SOURCE DOCUMENT →
- - -
Current labelling system makes it a challenge for consumers to identify potential sources of chemicals

A number of important findings from this article suggest that the target chemicals are found in many products sold to consumers and that the current labelling system makes it challenging to understand all of the potential sources of these chemicals.

  • Almost a third of products (30%, 11,688) contained at least one of the 55 target chemicals, while 13% contained more than one target chemical.
  • Certain product categories were more likely to have at least one of the target chemicals, cosmetics being the worst (72% of foundations, 69% of bronzers & tanners, 67% of eye makeup products), followed by hair care (63% of hair styling products, 58% of conditioners) and personal care (72% of sunscreens, 66% of lotions and moisturizers).
  • Over half (56%) of the target chemicals were found in at least one product.
  • Most prevalent of the target chemicals in the analyzed personal care products were the preservatives methyl paraben and 2-phenoxyethanol and the natural fragrances linalool and limonene.
  • Most common cocktail of target chemicals was found to be 2-phenoxyethanol, methyl paraben and ethyl paraben although this was only found in fewer than 3% of products.
  • 19 of the 55 target chemicals appeared on the labels under more than one name shining light on a possible area for regulatory efforts to ensure that product labels can be easily understood and compared by consumers.
- - -
JOB 1 →
Write out the passage from the consumer product chemicals text starting at "A number of" and ending at "of these chemicals.".
JOB 2 →
Continue the text on target chemicals in consumer products from its final sentence.
The data that comes next is unrelated to the consumer product chemicals text.

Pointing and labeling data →
- - -
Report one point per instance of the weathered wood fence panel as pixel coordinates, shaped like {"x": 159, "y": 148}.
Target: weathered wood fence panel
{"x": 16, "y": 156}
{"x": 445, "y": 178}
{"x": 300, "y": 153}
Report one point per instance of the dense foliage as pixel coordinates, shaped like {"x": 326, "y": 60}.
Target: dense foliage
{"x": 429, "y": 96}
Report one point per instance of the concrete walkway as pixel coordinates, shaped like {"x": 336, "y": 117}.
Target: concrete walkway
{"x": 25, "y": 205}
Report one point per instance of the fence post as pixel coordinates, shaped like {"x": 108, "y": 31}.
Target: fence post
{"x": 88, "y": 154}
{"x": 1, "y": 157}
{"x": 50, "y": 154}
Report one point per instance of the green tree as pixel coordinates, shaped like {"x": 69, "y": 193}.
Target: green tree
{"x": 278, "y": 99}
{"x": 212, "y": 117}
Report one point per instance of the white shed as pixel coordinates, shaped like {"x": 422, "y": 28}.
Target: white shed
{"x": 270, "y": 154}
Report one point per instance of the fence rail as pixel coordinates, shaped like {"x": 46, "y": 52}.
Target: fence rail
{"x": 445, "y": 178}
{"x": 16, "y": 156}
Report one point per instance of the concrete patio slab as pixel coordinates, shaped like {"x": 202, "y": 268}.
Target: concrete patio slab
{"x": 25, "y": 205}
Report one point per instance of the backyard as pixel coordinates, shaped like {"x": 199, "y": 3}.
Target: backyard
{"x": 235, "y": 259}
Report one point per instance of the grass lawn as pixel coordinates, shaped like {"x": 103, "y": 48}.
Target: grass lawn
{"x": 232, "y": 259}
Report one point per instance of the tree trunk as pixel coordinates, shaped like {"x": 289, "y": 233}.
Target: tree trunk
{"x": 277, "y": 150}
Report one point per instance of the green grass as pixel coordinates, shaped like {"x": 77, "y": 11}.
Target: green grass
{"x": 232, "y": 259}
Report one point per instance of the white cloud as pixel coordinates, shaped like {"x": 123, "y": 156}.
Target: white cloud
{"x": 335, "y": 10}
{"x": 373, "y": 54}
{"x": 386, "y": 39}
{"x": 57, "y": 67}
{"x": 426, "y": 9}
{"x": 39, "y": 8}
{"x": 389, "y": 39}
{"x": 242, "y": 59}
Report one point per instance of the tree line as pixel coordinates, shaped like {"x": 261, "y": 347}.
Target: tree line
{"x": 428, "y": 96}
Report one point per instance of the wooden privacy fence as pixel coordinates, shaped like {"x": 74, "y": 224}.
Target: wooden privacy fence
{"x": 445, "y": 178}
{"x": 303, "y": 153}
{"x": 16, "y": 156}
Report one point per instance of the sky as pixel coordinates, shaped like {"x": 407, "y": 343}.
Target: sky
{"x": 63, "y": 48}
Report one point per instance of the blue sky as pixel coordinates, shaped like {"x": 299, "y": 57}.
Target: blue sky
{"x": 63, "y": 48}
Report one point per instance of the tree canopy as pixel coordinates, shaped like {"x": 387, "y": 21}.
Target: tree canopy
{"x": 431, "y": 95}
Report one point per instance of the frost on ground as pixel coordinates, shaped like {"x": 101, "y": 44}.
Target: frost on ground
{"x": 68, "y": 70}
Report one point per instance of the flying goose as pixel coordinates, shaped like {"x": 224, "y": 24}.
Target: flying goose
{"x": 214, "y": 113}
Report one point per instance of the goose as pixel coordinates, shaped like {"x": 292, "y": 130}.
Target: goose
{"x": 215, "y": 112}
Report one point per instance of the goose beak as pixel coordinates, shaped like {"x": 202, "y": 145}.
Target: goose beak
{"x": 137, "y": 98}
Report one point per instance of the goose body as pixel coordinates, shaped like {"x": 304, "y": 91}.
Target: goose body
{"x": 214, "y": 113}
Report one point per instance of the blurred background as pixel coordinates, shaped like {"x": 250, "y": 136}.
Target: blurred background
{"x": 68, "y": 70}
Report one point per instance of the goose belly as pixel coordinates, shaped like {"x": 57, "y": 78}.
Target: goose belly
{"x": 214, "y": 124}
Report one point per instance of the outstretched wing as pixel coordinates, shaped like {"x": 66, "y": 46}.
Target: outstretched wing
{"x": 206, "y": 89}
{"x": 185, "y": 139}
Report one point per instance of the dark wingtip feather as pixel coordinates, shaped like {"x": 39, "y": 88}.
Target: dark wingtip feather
- - -
RIGHT ANSWER 1 →
A number of important findings from this article suggest that the target chemicals are found in many products sold to consumers and that the current labelling system makes it challenging to understand all of the potential sources of these chemicals.

RIGHT ANSWER 2 →
This work also highlighted the prevalence of missing or incomplete information on product labels which means that the database may underestimate the presence of the target chemicals in consumer products. Beyond this, incomplete product label information poses another challenge for consumers who look to labels to guide their decisions about personal and household products.

More analysis is needed on impact of concentration

Gabb and Blake’s paper is an important addition to the scientific literature with regard to chemicals in consumer products but a number of important points should be considered. This analysis only used information on whether a chemical is present or not in a product and does not take into consideration the concentration. The way that a product is typically used also factors into the level of risk it poses. A conditioner which spends on a short period of time on hair is expected to pose less of a risk than a body lotion which is slathered onto the skin and left to absorb. The authors of this study have also collected information on active ingredients, concentrations, costs, brand, description, size, user directions, warnings and contraindications. We look forward to following these authors’ future work.

Using the “precautionary principle” until a product is proven safe

It is certainly exciting to see this research into the products that are marketed to consumers. We look forward to additional product testing, larger observational studies in humans and evaluations into common cocktails of chemicals to improve the understanding of the impact of these products on health. While waiting on this research, many choose to follow the “precautionary principle” and do their best to avoid or minimize exposures until a chemical or ingredient is proven safe.

One of our favourite tips to help with this is to simply cut down your personal care and household products to those that you feel are truly necessary. Maybe you don’t need to use a conditioner, leave-in conditioner spray, volumizing mousse and heat-protectant hair spray? This may be an extreme example, but there are likely some products that can easily be cut out of your routine.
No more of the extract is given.